[[ PASSAGE PROVIDED open ]]
Creativity is Contagious


People are learning to curb their discretionary spending, both voluntarily and otherwise. The average consumer has cut back on impulse buys, eating out, wardrobe, and travel expenses. On the flip side, with more people staying at home, people are also taking up new hobbies and learning how to keep themselves entertained for less. Those who used to watch their favorite competitive baking shows are now creating their own culinary masterpieces, in their own kitchens. The fact of the matter is that you can only watch so many hours of Netflix a day, and consumers are turning to creative outlets in order to ward off boredom. Companies like JoAnn’s Fabrics started making and selling face mask kits, enabling the company to turn a profit while also giving consumers the opportunity to take up a new crafting project. Fitness companies have gone from training clients in the gym to streaming at-home workout sessions. When you really start getting creative, it naturally catches on.

Your Current Business Model Can Still Work

Perhaps the hardest hit industry during the coronavirus pandemic has been the restaurant industry. Most restaurants are still able to offer pickup and delivery services, but with dining-in still being forbidden in much of the country, restauranteurs have been coming up with every trick in the book to keep sales up. Restaurant owners have taken to operating food trucks, selling mixed drinks, and even premium food items like steaks to keep patrons coming back. While their approach is anything but ordinary, the reality is that restaurants are still in the business of selling food. No matter what your creative based business does, your basic business model doesn’t have to change at all. Clothing companies may have switched from manufacturing uniforms to onesies, but they’re still in the business of making clothes.

Consumers Crave Normality

gardener's hand planting

Most people are counting down the days until they can get back to life as normal. They’re looking forward to going to their first concert after the lockdown ends, going to the beach, and simply being able to give their friends and family a hug. And while it is agreed that it will take a long time to get back to normal, whatever that means, there is also a good indication that creative companies will see a major uptick in sales. What’s more is that consumers will likely also be more invested in improving their quality of life through creative means. People who are cooped up at home are already buying seeds and plants so that they can plant beautiful gardens at home. They’re investing in throw pillows and personalized coffee mugs because they want their homes to be as comfortable as can be.
[[ PASSAGE PROVIDED closed ]]
[[ EXTRACTED ENTRIES open ]]
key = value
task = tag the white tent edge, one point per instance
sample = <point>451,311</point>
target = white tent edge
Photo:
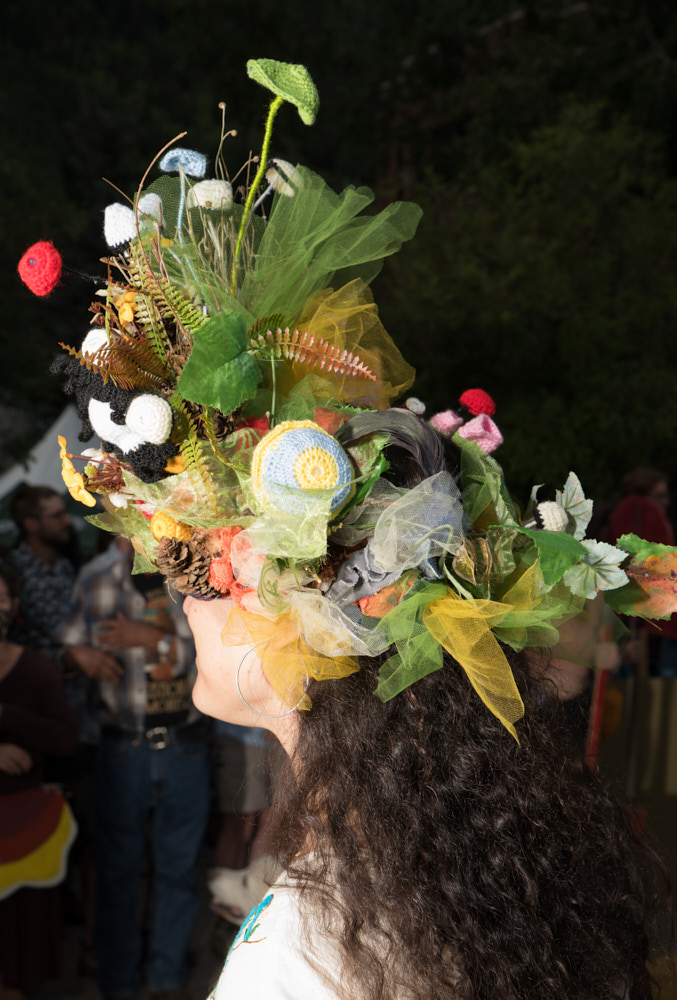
<point>43,464</point>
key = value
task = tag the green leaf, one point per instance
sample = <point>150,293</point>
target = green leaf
<point>599,570</point>
<point>652,570</point>
<point>557,553</point>
<point>291,81</point>
<point>572,498</point>
<point>219,371</point>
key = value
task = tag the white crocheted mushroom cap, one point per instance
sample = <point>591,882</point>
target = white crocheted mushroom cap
<point>151,418</point>
<point>94,341</point>
<point>210,194</point>
<point>552,516</point>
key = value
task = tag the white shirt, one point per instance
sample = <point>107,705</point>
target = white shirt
<point>269,958</point>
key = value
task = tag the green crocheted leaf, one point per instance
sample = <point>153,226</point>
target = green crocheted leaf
<point>599,570</point>
<point>652,571</point>
<point>557,553</point>
<point>291,81</point>
<point>572,498</point>
<point>219,372</point>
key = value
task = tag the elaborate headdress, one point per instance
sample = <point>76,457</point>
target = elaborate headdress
<point>242,384</point>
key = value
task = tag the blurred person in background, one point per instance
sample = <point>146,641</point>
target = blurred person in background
<point>152,767</point>
<point>642,510</point>
<point>36,827</point>
<point>46,575</point>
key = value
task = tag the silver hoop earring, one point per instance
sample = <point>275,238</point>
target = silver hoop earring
<point>244,701</point>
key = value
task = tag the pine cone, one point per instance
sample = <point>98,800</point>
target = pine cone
<point>186,566</point>
<point>173,557</point>
<point>223,426</point>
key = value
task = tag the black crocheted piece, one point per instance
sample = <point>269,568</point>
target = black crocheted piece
<point>148,460</point>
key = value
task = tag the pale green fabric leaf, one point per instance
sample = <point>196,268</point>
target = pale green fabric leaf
<point>572,498</point>
<point>291,81</point>
<point>599,570</point>
<point>219,372</point>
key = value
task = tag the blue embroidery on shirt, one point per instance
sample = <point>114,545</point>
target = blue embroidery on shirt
<point>250,925</point>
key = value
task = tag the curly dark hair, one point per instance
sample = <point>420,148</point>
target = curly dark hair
<point>448,860</point>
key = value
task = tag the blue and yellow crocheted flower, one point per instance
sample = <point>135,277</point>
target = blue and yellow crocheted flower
<point>295,464</point>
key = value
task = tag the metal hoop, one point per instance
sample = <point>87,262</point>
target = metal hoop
<point>244,701</point>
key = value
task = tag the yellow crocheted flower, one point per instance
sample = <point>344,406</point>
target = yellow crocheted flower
<point>163,525</point>
<point>295,464</point>
<point>316,469</point>
<point>75,481</point>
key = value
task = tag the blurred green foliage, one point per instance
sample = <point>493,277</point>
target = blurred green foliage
<point>540,138</point>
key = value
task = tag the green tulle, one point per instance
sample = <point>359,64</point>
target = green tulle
<point>314,240</point>
<point>418,653</point>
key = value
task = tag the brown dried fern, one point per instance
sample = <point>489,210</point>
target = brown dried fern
<point>129,362</point>
<point>303,348</point>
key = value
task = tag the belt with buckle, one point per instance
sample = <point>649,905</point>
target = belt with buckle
<point>158,737</point>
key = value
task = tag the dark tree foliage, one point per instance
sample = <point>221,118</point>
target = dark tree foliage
<point>541,139</point>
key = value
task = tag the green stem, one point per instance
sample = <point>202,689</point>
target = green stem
<point>274,400</point>
<point>263,159</point>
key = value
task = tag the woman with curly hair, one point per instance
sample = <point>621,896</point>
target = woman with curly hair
<point>364,591</point>
<point>427,853</point>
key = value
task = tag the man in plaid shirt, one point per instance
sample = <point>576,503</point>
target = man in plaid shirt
<point>130,646</point>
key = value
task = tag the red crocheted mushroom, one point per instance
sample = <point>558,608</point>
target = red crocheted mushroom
<point>40,267</point>
<point>478,401</point>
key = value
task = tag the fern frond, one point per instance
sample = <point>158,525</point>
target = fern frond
<point>265,323</point>
<point>303,348</point>
<point>129,362</point>
<point>193,451</point>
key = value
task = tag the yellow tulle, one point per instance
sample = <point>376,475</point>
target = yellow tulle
<point>463,627</point>
<point>348,319</point>
<point>287,661</point>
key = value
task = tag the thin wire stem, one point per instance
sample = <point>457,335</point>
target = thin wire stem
<point>275,106</point>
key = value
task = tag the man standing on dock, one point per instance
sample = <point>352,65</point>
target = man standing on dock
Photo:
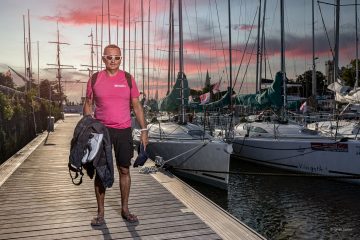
<point>113,93</point>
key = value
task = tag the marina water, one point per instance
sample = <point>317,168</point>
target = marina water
<point>281,207</point>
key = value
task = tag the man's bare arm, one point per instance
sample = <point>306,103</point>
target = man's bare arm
<point>87,107</point>
<point>140,117</point>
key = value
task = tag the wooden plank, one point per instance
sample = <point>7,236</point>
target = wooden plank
<point>38,201</point>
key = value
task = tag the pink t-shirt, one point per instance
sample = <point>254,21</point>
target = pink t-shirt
<point>112,99</point>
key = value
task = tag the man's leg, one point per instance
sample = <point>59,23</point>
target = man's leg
<point>100,197</point>
<point>125,182</point>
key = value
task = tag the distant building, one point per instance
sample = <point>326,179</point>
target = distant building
<point>329,72</point>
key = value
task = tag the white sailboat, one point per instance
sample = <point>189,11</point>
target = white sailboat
<point>185,147</point>
<point>293,148</point>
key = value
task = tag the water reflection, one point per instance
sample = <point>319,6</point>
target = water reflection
<point>289,207</point>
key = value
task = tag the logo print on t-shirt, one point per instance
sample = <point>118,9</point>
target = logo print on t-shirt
<point>119,85</point>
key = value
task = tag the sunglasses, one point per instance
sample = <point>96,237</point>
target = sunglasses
<point>112,57</point>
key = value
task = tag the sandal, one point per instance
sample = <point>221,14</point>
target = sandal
<point>129,217</point>
<point>97,221</point>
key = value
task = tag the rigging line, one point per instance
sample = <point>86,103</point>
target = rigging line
<point>222,42</point>
<point>247,66</point>
<point>326,32</point>
<point>243,56</point>
<point>238,32</point>
<point>274,174</point>
<point>283,158</point>
<point>214,43</point>
<point>197,32</point>
<point>191,37</point>
<point>183,153</point>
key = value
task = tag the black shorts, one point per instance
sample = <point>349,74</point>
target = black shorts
<point>122,141</point>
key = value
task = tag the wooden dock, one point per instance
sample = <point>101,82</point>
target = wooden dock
<point>38,201</point>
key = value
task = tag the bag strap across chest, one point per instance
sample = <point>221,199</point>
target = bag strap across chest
<point>94,78</point>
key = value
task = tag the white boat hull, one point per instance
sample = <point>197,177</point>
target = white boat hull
<point>315,156</point>
<point>208,162</point>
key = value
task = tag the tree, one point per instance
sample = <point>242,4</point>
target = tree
<point>45,89</point>
<point>348,73</point>
<point>6,80</point>
<point>306,81</point>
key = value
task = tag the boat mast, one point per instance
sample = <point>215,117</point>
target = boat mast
<point>262,48</point>
<point>357,49</point>
<point>124,24</point>
<point>258,51</point>
<point>169,56</point>
<point>142,46</point>
<point>230,55</point>
<point>181,74</point>
<point>314,87</point>
<point>283,51</point>
<point>336,57</point>
<point>109,21</point>
<point>25,72</point>
<point>148,60</point>
<point>29,51</point>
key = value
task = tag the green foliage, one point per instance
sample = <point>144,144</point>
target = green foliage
<point>305,80</point>
<point>348,73</point>
<point>6,81</point>
<point>6,108</point>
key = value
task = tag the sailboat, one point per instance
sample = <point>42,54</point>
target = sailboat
<point>183,146</point>
<point>287,146</point>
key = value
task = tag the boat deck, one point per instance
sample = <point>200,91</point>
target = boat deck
<point>38,201</point>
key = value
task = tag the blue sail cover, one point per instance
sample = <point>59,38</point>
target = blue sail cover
<point>172,102</point>
<point>271,97</point>
<point>222,102</point>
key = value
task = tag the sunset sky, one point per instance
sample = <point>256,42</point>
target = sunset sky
<point>206,41</point>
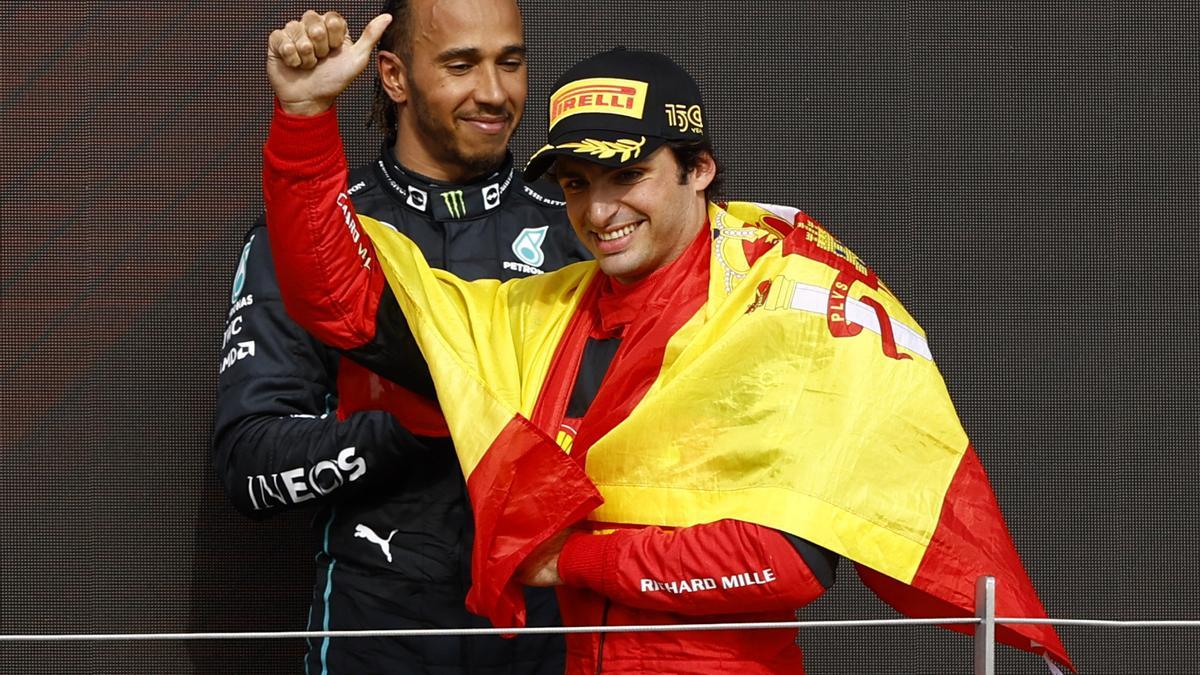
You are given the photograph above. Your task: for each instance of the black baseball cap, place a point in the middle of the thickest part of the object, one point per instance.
(617, 108)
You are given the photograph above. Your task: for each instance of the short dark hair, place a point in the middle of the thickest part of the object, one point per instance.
(688, 154)
(397, 37)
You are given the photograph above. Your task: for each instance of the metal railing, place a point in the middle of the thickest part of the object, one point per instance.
(984, 620)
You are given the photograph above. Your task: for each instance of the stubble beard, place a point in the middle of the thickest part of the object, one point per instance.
(442, 142)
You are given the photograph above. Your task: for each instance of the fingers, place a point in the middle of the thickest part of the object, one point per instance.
(372, 34)
(303, 43)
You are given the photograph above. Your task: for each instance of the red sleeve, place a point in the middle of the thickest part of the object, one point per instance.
(328, 273)
(724, 567)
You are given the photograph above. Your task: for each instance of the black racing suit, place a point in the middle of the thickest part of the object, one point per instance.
(394, 531)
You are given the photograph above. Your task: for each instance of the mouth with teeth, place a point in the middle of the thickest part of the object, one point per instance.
(615, 240)
(617, 233)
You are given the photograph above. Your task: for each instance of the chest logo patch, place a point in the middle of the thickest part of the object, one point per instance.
(239, 278)
(528, 245)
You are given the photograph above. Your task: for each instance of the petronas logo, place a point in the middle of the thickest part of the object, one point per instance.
(455, 203)
(239, 278)
(528, 245)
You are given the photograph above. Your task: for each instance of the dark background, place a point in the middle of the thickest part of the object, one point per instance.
(1024, 175)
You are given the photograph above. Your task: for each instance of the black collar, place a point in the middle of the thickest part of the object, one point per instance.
(445, 201)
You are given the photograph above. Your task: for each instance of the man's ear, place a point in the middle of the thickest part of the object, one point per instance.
(393, 76)
(703, 172)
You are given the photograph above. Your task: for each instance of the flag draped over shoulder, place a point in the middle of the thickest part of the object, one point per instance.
(799, 396)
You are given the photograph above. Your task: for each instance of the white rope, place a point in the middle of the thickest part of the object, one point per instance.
(552, 629)
(444, 632)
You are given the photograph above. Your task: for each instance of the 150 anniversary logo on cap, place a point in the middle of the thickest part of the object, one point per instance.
(598, 95)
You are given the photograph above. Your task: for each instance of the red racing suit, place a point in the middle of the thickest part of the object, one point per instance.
(719, 572)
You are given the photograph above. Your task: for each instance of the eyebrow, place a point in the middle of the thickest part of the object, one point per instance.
(474, 52)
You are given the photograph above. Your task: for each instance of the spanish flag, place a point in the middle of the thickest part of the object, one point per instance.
(797, 394)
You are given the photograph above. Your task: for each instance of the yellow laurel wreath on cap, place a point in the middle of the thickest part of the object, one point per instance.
(609, 149)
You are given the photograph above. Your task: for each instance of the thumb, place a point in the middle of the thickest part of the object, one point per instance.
(372, 33)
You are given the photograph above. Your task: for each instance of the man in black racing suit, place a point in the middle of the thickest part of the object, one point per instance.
(299, 424)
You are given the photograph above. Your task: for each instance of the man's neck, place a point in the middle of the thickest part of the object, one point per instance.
(413, 157)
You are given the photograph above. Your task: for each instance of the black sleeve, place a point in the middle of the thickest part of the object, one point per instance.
(276, 438)
(822, 562)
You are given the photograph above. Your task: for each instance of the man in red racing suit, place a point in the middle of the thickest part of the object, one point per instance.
(723, 571)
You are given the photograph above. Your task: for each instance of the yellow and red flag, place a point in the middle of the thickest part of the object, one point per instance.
(797, 394)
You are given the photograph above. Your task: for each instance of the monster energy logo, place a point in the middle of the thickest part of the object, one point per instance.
(455, 203)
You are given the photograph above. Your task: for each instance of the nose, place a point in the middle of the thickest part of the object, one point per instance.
[[ EXTRACTED ENTRIES closed ]]
[STUDY QUESTIONS]:
- 1) Do these statements agree with the passage on creative businesses during the pandemic? (a) JoAnn’s Fabrics made and sold face mask kits. (b) Dining-in has resumed across most of the country. (c) Fitness companies moved from training clients in the gym to streaming workouts at home. Answer yes or no for each and quote the deciding words.
- 2) Can you carry on the passage on creative businesses during the pandemic from its final sentence?
These records are separate material with no connection to the passage on creative businesses during the pandemic.

[EXERCISE RESPONSES]:
- 1)
(a) Yes: "Companies like JoAnn’s Fabrics started making and selling face mask kits"
(b) No: "with dining-in still being forbidden in much of the country"
(c) Yes: "Fitness companies have gone from training clients in the gym to streaming at-home workout sessions."

- 2)
This is the Perfect Time to Inspire Consumer Loyalty

Consumers may be loyal to big brands like Ford and Coca-Cola, but they also have a soft place in their heart for smaller companies that they feel a connection with. The local printshop that has been in business for over a decade can help to inspire customer loyalty simply by staying open in times like these. If your goal is to help spark increased consumer loyalty, consider doing the following:

  • Launching a customer loyalty program
  • Starting a mailing list
  • Sending out postcards
  • Redesigning your business website
  • Becoming more active on social media

Not only do you want to ensure that your creative based business stays open, you want to be certain that all of your efforts are highly visible. Communicate with your customers – let them know that you will be there for them. Survive this financial crisis by partnering with your consumer base, and weathering all the trials and tribulations together. Consider using different types of printed material to engage with your customers. MyCreativeShop offers unique and creative templates to help market yourself in today’s environment.

When global financial outlook changes, unemployment rates go up, and people stop going out, buying habits change. As consumers look to tighten their belts, they will find creative means of keeping their families safe, comfortable, and entertained, from home. So, whether this is the time that you finally get your online store running on autopilot, or you finally start taking custom orders, your business can and will survive the economic downturn. Get creative about advertising, cutting costs, and dealing with the growing financial crisis and your business will easily transition into a new normal.